==== DATASET EXTRACT ====

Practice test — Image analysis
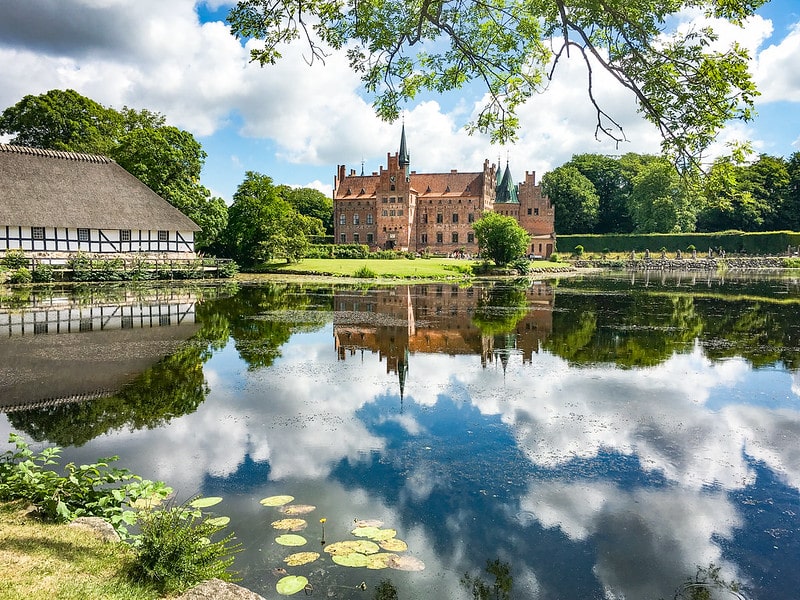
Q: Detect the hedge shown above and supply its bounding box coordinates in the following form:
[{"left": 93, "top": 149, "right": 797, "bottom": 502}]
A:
[{"left": 558, "top": 231, "right": 800, "bottom": 256}]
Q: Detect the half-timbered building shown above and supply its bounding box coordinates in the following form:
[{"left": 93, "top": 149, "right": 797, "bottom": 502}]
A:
[{"left": 0, "top": 144, "right": 200, "bottom": 256}]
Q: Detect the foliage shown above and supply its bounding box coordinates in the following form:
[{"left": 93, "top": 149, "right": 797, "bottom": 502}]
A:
[
  {"left": 472, "top": 212, "right": 530, "bottom": 266},
  {"left": 0, "top": 433, "right": 171, "bottom": 536},
  {"left": 461, "top": 558, "right": 514, "bottom": 600},
  {"left": 8, "top": 267, "right": 33, "bottom": 284},
  {"left": 0, "top": 248, "right": 31, "bottom": 269},
  {"left": 130, "top": 502, "right": 242, "bottom": 593},
  {"left": 542, "top": 165, "right": 600, "bottom": 234},
  {"left": 227, "top": 0, "right": 764, "bottom": 161},
  {"left": 353, "top": 265, "right": 377, "bottom": 279}
]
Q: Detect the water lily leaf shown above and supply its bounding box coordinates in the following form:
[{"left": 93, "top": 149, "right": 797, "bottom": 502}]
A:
[
  {"left": 356, "top": 519, "right": 383, "bottom": 527},
  {"left": 272, "top": 519, "right": 308, "bottom": 531},
  {"left": 332, "top": 552, "right": 368, "bottom": 567},
  {"left": 367, "top": 552, "right": 397, "bottom": 569},
  {"left": 389, "top": 556, "right": 425, "bottom": 571},
  {"left": 189, "top": 496, "right": 222, "bottom": 508},
  {"left": 350, "top": 527, "right": 380, "bottom": 538},
  {"left": 325, "top": 540, "right": 380, "bottom": 556},
  {"left": 275, "top": 575, "right": 308, "bottom": 596},
  {"left": 259, "top": 496, "right": 294, "bottom": 506},
  {"left": 283, "top": 552, "right": 319, "bottom": 567},
  {"left": 275, "top": 533, "right": 308, "bottom": 546},
  {"left": 379, "top": 538, "right": 408, "bottom": 552},
  {"left": 278, "top": 504, "right": 317, "bottom": 516}
]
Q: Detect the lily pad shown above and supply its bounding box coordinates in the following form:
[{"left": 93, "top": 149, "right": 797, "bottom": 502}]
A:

====

◆ **WORK INSTRUCTIONS**: Set out every line of the data above as a numbered list, skipping blank lines and leaving out the pictures.

◆ **WORKED ANSWER**:
1. Practice test — Image analysis
2. Q: Detect the hedge shown above and supply its bounding box coordinates in the following form:
3. [{"left": 93, "top": 149, "right": 797, "bottom": 502}]
4. A:
5. [{"left": 558, "top": 231, "right": 800, "bottom": 256}]
6. Q: Detect the half-timbered building shown above and supply its bounding box coordinates in the following form:
7. [{"left": 93, "top": 149, "right": 797, "bottom": 502}]
8. A:
9. [{"left": 0, "top": 144, "right": 200, "bottom": 256}]
10. Q: Detect the foliage shown above and supply its bounding box coordinates in the following form:
11. [{"left": 93, "top": 149, "right": 797, "bottom": 502}]
12. A:
13. [
14.   {"left": 472, "top": 212, "right": 530, "bottom": 266},
15.   {"left": 0, "top": 433, "right": 171, "bottom": 536},
16.   {"left": 461, "top": 558, "right": 514, "bottom": 600},
17.   {"left": 8, "top": 267, "right": 33, "bottom": 284},
18.   {"left": 0, "top": 248, "right": 31, "bottom": 269},
19.   {"left": 130, "top": 502, "right": 242, "bottom": 593},
20.   {"left": 542, "top": 165, "right": 600, "bottom": 234},
21.   {"left": 227, "top": 0, "right": 764, "bottom": 161},
22.   {"left": 353, "top": 265, "right": 377, "bottom": 279}
23. ]
24. Q: Detect the water lily leaf shown above and supply its bounding box coordinates in the following form:
25. [{"left": 93, "top": 149, "right": 797, "bottom": 502}]
26. A:
27. [
28.   {"left": 356, "top": 519, "right": 383, "bottom": 527},
29.   {"left": 272, "top": 519, "right": 308, "bottom": 531},
30.   {"left": 332, "top": 552, "right": 368, "bottom": 567},
31.   {"left": 367, "top": 552, "right": 397, "bottom": 569},
32.   {"left": 389, "top": 556, "right": 425, "bottom": 571},
33.   {"left": 189, "top": 496, "right": 222, "bottom": 508},
34.   {"left": 350, "top": 527, "right": 380, "bottom": 538},
35.   {"left": 325, "top": 540, "right": 380, "bottom": 556},
36.   {"left": 275, "top": 575, "right": 308, "bottom": 596},
37.   {"left": 259, "top": 496, "right": 294, "bottom": 506},
38.   {"left": 283, "top": 552, "right": 319, "bottom": 567},
39.   {"left": 275, "top": 533, "right": 308, "bottom": 546},
40.   {"left": 379, "top": 538, "right": 408, "bottom": 552},
41.   {"left": 278, "top": 504, "right": 317, "bottom": 516}
42. ]
43. Q: Detect the lily pad shown above and supply its bounding box coordinates in the following form:
44. [{"left": 93, "top": 149, "right": 797, "bottom": 502}]
45. A:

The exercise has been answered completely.